=== Quoted text ===

Moreover, the abutment portion 72 of the breaking lever 7 is adapted to abut against the abutment portion 202 at the base 20 of the fuseholder 2. This holds all the parts in place if the fuse wire is not mechanically broken or does not melt.


In other words, the fuse-breaker device is designed to effect the following sequence when the lever 3 is operated:

    • mechanical breaking of the fuse wire, thus breaking the current between the lower and upper parts of the support;
    • once the current has been broken, pivoting of the fuseholder tube 2 away from the lower part of the support by separation between the end dome 23 and the upper part of the support, thus opening the electrical circuit.


The inventors have realized that a major risk remains in all devices of this type currently on sale.


This major risk is that when the operator actuates the drive lever 3 (as shown by the arrow A in FIG. 1) the fuseholder 2 may open relative to its support when it is still live (fuse wire not yet mechanically broken).


Clearly such an opening reaction is not the required operation and causes safety problems for the operator. Furthermore, it can cause problems on high-voltage and medium-voltage lines on which a circuit-breaker is installed.


The prior art device shown in FIGS. 1 and 1A also has the following disadvantages. By design, as explained above, the arms 31, 32 of the drive lever 3 have their ends inside the interior space of the trunnion 4 defined by the two pins 41 and extending below the fuseholder tube 2.


On actuating the drive lever 3, in order to prevent mechanical interference between said lever and the fuseholder tube 2 below it, it is necessary to provide a large clearance between them. This implies producing a lever 3 with a large gap between the arms 31, 32. In other words, the drive lever 3 is of complex shape and thus complicated to produce and always constitutes an obstacle to the evacuation of gases.

===

**Exercise prompt:** Please state the major risk that the inventors found in all fuse-breaker devices of this type currently on sale, according to the fuse-breaker text. The data is not needed here.

=== Data rows ===

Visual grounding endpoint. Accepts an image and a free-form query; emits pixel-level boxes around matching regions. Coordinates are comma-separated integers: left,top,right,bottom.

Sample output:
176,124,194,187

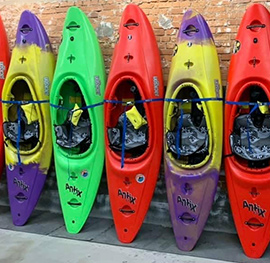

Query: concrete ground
0,206,270,263
0,229,228,263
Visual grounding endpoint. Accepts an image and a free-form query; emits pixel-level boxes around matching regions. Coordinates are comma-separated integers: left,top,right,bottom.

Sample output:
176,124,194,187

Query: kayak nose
16,10,50,50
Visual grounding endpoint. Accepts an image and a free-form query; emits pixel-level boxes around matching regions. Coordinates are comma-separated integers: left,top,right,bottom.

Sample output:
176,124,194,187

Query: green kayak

===

**Answer to the exercise:** When the operator actuates the drive lever 3, the fuseholder 2 may open relative to its support while it is still live, before the fuse wire is mechanically broken.